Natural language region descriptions
--------------------

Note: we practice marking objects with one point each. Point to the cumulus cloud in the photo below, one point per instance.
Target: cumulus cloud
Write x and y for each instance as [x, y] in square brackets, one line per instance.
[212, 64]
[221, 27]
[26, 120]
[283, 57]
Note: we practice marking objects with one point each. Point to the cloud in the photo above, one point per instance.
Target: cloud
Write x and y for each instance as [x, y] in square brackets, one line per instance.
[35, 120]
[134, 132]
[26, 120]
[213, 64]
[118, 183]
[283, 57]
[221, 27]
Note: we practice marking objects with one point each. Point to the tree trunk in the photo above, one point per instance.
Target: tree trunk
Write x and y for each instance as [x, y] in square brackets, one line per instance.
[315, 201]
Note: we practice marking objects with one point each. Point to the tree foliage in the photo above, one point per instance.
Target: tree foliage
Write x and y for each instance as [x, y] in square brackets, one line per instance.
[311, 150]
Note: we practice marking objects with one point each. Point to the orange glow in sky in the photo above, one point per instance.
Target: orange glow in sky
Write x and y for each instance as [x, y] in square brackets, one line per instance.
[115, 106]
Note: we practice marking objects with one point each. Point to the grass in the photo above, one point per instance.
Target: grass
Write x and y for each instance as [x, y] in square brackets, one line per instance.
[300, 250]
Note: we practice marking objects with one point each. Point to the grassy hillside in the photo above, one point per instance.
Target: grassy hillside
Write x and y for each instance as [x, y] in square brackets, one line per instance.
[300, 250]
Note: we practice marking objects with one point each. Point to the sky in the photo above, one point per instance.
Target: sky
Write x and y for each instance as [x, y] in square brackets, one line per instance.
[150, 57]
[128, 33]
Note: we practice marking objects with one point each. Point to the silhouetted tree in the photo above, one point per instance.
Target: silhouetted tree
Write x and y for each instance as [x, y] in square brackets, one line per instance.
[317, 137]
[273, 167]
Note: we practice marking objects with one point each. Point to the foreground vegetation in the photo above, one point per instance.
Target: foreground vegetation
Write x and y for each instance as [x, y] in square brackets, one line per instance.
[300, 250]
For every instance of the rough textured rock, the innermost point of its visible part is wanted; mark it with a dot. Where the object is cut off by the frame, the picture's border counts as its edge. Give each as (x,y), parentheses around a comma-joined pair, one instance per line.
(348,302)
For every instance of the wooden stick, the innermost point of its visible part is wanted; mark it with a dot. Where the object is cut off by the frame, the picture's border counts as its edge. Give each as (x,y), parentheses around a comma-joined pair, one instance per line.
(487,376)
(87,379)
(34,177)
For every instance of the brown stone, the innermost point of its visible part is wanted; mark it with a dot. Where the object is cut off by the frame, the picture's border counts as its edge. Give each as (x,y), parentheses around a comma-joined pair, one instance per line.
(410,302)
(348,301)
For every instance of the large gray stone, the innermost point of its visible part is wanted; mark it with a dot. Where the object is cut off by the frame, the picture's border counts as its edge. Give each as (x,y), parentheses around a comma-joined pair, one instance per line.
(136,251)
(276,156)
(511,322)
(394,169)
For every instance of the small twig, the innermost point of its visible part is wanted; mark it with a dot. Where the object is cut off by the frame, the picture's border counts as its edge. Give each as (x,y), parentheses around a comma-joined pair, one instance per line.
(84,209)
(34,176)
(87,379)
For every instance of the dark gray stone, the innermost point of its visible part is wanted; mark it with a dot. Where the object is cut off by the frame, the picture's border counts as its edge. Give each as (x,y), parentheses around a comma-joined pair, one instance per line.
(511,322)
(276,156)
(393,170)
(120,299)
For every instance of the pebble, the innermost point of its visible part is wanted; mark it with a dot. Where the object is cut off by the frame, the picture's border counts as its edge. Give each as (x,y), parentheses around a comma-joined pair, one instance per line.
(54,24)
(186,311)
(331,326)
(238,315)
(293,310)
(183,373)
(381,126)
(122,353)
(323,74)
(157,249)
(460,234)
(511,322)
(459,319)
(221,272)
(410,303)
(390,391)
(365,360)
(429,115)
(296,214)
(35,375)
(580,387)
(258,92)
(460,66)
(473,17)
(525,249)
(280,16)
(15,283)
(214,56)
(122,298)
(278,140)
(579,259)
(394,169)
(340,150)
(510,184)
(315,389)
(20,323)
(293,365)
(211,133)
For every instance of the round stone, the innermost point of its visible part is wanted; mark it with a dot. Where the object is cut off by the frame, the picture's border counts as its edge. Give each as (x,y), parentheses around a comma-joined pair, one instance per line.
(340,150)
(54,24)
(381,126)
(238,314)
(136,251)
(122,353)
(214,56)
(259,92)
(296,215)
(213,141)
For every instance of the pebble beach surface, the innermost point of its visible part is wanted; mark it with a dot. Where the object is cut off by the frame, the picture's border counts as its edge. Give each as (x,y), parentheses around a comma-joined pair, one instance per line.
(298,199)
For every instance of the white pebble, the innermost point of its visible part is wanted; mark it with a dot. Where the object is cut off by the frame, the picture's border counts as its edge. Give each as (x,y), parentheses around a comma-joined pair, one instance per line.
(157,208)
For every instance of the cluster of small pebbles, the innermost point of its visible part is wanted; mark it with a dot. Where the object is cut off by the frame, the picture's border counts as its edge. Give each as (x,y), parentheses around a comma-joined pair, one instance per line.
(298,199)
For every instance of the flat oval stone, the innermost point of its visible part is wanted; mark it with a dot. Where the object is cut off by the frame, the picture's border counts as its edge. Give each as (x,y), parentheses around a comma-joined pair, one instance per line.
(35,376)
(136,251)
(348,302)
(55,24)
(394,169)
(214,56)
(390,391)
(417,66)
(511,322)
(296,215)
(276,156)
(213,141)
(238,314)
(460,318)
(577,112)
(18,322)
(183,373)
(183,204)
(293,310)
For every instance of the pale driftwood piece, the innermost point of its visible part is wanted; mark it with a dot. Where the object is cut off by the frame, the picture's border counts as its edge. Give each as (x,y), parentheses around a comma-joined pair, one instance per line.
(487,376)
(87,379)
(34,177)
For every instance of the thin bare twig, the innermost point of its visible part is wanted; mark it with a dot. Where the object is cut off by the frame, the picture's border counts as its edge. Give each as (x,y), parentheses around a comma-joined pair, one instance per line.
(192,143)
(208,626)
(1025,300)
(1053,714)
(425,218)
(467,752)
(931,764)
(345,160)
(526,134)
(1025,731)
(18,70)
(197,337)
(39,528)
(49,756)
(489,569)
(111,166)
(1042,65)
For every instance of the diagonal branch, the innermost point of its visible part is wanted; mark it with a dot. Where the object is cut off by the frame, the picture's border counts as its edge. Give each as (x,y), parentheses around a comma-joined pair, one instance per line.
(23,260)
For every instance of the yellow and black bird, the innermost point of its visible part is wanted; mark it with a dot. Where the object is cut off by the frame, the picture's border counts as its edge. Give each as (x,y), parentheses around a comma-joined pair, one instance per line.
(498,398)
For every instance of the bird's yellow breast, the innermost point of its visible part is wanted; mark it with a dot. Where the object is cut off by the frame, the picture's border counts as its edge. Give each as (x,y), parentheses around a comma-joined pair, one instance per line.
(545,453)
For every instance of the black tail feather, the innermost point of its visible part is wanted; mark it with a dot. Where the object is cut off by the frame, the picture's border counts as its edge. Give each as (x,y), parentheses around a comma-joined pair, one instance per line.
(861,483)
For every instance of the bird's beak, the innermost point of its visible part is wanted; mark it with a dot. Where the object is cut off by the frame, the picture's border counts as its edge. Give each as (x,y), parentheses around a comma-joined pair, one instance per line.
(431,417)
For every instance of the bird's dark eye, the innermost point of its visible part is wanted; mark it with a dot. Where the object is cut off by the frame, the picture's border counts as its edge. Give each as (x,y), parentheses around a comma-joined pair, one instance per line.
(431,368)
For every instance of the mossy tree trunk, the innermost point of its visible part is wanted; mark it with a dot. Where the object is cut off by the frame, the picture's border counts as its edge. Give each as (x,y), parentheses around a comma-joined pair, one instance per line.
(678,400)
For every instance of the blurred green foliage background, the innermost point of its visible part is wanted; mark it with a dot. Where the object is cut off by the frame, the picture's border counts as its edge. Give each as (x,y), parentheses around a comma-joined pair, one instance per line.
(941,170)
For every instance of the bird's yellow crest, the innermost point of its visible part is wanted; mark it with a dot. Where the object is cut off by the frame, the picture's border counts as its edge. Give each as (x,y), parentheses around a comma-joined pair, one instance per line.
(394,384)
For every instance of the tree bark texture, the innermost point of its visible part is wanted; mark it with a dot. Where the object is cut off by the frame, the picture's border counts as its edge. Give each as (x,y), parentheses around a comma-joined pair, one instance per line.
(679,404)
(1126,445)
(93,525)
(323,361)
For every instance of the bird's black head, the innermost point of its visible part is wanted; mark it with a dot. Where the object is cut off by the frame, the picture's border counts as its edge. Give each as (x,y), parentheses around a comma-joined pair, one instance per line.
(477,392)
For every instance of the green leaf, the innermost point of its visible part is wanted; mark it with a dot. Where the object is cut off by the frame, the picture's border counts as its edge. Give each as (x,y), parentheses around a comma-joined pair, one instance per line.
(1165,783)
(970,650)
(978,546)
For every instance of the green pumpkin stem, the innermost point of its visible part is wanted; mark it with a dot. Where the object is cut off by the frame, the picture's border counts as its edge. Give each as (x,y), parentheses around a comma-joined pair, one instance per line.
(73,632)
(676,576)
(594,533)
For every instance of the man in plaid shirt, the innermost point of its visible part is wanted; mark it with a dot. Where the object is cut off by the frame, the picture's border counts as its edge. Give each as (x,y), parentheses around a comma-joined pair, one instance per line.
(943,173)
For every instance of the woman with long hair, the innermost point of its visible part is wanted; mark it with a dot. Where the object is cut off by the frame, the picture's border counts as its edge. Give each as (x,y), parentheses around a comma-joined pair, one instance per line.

--------------------

Problem requirements → Go through the records and pull out each line that includes the word "silhouetted".

Answer space →
Note: we practice marking objects with one point each. Point to the silhouetted tree in the photo above, one point per instance.
Target: silhouetted tree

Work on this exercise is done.